>> begin DATA SHOWN

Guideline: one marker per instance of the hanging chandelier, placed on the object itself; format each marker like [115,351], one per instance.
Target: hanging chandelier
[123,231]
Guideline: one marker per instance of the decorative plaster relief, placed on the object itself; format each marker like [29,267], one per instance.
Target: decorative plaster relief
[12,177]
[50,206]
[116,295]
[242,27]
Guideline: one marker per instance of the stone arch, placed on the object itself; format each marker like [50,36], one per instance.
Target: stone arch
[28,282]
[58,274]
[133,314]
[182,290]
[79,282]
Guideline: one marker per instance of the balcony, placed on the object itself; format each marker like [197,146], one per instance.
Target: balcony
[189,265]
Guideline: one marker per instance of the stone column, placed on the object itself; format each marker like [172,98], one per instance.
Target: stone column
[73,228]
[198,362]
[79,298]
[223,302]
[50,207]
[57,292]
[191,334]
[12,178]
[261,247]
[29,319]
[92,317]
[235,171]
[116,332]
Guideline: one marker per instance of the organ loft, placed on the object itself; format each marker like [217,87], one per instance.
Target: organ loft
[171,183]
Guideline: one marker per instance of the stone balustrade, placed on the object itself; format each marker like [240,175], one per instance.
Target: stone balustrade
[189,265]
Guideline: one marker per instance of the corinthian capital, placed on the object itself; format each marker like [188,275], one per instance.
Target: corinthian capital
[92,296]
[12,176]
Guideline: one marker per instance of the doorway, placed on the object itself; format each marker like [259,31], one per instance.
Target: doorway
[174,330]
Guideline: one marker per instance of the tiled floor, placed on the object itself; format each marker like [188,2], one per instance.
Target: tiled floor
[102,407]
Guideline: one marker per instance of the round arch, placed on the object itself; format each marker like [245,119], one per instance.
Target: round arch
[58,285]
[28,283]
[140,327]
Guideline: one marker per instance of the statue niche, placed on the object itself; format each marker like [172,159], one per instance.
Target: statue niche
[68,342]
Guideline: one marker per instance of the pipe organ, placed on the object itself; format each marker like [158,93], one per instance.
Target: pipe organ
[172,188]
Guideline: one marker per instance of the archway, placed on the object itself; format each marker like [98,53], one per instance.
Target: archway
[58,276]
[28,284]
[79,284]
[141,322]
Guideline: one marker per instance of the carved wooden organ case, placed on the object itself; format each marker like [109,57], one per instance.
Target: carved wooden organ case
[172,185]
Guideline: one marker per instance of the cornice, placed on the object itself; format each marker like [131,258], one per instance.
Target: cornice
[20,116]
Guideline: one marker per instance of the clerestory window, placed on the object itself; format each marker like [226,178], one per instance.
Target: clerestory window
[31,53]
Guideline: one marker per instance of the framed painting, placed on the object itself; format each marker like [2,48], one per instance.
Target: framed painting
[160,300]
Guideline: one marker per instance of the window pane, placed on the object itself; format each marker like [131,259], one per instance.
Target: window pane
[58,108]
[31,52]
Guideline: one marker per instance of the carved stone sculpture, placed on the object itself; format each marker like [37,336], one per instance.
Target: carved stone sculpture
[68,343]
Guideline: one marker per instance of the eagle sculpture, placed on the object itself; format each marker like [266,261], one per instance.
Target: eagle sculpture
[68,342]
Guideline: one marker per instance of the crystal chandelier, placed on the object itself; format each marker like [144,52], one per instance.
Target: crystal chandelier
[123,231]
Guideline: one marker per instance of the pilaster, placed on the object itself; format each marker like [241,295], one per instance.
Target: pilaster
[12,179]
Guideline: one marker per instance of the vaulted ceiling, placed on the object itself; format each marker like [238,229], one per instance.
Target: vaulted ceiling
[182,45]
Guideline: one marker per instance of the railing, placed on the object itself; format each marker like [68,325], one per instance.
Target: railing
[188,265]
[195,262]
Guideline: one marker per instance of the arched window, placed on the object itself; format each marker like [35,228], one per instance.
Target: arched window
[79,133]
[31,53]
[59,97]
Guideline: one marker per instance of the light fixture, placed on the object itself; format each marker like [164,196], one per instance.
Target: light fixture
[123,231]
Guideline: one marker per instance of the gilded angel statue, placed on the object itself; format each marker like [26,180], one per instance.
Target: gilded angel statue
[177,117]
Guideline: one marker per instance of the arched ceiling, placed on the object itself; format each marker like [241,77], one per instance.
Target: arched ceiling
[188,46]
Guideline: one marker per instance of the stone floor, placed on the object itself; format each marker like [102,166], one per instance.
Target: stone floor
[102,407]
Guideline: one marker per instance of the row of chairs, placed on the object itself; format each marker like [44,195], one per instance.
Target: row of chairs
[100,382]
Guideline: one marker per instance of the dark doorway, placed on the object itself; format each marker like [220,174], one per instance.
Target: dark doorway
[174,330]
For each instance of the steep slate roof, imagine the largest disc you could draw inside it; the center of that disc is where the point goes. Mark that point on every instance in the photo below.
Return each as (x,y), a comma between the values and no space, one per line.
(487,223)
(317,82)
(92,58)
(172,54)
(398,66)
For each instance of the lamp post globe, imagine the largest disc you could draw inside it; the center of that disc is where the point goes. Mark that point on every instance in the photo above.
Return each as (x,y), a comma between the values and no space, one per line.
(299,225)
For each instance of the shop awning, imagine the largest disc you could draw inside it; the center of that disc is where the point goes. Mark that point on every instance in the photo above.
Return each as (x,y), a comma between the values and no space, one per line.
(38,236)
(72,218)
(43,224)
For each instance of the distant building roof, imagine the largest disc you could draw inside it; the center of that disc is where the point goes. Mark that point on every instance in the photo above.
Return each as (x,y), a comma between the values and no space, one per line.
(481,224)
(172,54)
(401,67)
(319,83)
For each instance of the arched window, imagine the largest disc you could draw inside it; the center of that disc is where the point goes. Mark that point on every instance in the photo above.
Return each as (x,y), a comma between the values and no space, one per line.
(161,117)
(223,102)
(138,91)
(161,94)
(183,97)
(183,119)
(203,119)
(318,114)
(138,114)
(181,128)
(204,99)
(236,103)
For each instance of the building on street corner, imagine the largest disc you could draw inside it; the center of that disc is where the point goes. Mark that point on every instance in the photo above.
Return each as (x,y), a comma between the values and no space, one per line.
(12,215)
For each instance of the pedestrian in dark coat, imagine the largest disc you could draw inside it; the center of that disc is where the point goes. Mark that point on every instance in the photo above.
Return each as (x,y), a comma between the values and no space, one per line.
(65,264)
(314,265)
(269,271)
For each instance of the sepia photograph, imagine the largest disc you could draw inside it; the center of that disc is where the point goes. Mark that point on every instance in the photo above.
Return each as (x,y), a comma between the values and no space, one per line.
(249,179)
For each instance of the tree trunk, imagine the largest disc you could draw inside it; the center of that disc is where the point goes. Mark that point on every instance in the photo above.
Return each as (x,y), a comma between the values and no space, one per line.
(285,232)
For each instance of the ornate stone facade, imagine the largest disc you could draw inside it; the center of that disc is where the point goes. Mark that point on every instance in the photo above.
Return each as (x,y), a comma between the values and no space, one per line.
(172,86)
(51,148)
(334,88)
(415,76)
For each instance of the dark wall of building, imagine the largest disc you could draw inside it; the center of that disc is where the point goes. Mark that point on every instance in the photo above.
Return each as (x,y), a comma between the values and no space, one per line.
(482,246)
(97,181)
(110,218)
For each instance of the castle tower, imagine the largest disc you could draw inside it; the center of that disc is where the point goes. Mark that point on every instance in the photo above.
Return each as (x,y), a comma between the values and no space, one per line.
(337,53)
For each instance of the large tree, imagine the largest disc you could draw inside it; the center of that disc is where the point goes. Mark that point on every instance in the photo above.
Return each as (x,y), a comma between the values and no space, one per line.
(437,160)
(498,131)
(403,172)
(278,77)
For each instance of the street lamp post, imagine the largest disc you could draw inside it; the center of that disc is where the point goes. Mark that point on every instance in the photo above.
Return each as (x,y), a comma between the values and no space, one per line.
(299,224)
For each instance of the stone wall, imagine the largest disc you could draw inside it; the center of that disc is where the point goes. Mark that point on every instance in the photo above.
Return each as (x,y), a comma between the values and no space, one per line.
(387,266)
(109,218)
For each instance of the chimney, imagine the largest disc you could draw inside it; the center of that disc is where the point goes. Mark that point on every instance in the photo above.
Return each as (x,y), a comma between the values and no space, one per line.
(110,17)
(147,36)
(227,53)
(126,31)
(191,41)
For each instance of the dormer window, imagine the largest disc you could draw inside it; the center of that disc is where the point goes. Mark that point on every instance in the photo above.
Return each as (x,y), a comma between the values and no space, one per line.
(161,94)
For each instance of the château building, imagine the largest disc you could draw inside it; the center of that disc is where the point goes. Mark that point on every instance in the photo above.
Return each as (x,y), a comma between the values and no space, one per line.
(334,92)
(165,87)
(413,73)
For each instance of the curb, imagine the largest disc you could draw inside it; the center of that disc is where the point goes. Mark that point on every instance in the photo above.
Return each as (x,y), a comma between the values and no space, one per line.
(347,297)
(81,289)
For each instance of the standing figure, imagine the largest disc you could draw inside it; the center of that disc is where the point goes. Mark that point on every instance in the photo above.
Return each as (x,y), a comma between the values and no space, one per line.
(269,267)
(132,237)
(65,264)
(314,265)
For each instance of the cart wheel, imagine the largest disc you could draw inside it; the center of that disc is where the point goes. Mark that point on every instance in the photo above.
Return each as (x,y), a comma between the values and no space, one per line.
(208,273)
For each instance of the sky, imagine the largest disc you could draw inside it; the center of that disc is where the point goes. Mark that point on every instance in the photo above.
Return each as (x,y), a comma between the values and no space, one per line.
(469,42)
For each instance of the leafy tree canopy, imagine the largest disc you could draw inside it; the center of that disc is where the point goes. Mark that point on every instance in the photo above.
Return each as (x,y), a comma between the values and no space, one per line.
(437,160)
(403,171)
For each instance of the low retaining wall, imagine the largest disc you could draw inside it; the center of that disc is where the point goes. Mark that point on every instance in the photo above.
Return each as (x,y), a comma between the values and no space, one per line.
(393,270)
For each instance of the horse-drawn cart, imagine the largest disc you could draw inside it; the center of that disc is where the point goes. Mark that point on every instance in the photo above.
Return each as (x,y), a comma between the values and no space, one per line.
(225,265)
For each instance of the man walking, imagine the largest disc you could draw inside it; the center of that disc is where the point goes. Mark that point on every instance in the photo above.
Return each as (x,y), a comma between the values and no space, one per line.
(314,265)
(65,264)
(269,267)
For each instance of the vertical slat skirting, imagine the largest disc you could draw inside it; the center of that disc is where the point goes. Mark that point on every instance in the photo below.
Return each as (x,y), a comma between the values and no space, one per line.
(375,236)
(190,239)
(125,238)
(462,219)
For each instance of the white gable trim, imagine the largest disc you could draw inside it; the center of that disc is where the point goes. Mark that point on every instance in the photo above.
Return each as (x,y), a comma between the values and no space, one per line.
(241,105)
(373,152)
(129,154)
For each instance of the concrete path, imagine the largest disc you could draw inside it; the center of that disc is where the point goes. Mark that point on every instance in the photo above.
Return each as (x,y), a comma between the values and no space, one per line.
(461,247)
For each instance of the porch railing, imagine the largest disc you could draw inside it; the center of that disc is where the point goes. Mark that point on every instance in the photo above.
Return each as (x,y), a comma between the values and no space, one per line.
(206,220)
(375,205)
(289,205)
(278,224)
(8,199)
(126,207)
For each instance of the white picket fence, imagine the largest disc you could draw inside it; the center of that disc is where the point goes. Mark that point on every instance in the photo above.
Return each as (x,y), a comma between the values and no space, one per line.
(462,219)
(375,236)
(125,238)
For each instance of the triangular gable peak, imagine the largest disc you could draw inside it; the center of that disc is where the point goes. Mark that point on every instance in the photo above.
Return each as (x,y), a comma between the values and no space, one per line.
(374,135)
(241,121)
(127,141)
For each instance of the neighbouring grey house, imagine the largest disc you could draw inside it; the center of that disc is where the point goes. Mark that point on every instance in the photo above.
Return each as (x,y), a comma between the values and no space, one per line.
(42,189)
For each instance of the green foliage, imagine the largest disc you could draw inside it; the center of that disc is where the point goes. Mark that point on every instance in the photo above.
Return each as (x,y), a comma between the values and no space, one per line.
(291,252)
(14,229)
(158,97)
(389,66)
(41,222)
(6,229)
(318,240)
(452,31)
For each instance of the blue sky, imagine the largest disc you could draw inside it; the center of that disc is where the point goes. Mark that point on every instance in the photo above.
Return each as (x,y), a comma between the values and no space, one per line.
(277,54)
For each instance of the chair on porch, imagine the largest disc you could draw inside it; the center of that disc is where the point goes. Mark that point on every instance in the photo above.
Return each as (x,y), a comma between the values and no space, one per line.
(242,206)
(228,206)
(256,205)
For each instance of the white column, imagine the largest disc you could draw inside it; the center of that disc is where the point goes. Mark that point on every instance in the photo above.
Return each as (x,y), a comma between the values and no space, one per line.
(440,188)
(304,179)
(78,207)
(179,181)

>> end DATA SHOWN

Beginning at the line containing "For each instance of the neighbouring", repeat each line exactly through the last line of the entries, and include no other lines.

For each instance of the neighbouring grey house, imagine the largest disc you could draw inside it; the center of that disc is where the point goes. Mark that point on every instance in the photo above.
Return each as (x,y), a comma between the values and no space, one per line.
(42,189)
For each instance of the green foliage, imagine the largest disc you could draw inside it; the center of that disc is where the point goes. Mark that point on every instance in the photo above.
Return each as (x,y), a comma between the values and no space, one per line.
(291,252)
(14,229)
(158,97)
(389,66)
(41,222)
(6,229)
(318,240)
(452,31)
For each instance of the blue sky, imagine the largest disc you could draw inside it; the center of that disc is where the point goes. Mark that point on every instance in the photo above.
Return each as (x,y), a comma between the values and no space, one per line.
(277,54)
For each instance of the chair on porch, imagine the largest disc you could draw inside it; the center of that disc is where the point goes. Mark that point on every instance in the photo above.
Return each as (x,y), a comma between the values and no space, one per line.
(242,206)
(228,206)
(256,205)
For each instance of the white column, imagine the largest disc you could draw inside it; the center of that disc is where the point goes. Mark that point on every instance in the photo above.
Return each as (x,y), a comma between the values and no space, one per line.
(440,188)
(304,179)
(78,207)
(179,181)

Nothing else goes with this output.